▸ SELECTED EXCERPT:

_ _ _

How to display To todays birthdays
please some one help me
phprockz




msg:1261946
 3:59 pm on Jan 31, 2006 (gmt 0)

Hi,
I have DOB in my user registeration.I want to know how to display today date birthdays usernames on my homepage please suggest me how to write code for it.Iam new bie to php.

 

neo_brown




msg:1261947
 5:38 pm on Jan 31, 2006 (gmt 0)

Get the date using php's Date function.
[uk.php.net...]

Then format the data to match the format used in your database and store as variable "$todaysdate"
Then simply query the database to display all users where DOB = $todaysdate.
Sorry if you wanted the actual code but its real easy if you already know how to query a database and display the results.

phprockz




msg:1261948
 11:55 am on Feb 1, 2006 (gmt 0)

_ _ _

▸ INFORMATION SHOWN:
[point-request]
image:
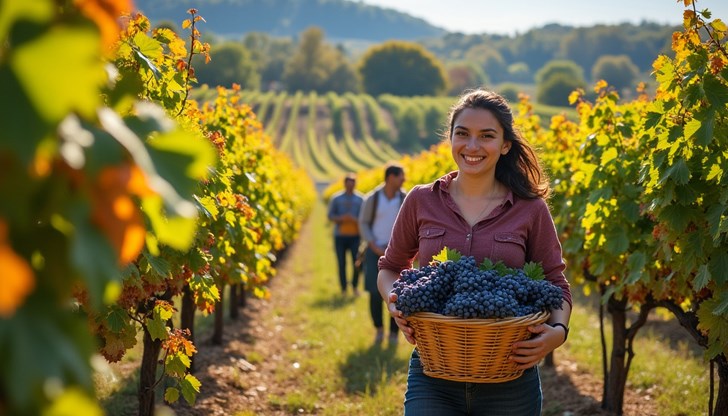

_ _ _

▸ WHAT YOU NEED TO DO:
A. List every message number that appears in the forum thread.
B. Write out everything in the forum thread from "How to display To todays" down to "bie to php.", swapping "homepage" for "front page".

▸ RESULTS FOR THE EXERCISE:
A. msg:1261946, msg:1261947, msg:1261948

B.
How to display To todays birthdays
please some one help me
phprockz




msg:1261946
 3:59 pm on Jan 31, 2006 (gmt 0)

Hi,
I have DOB in my user registeration.I want to know how to display today date birthdays usernames on my front page please suggest me how to write code for it.Iam new bie to php.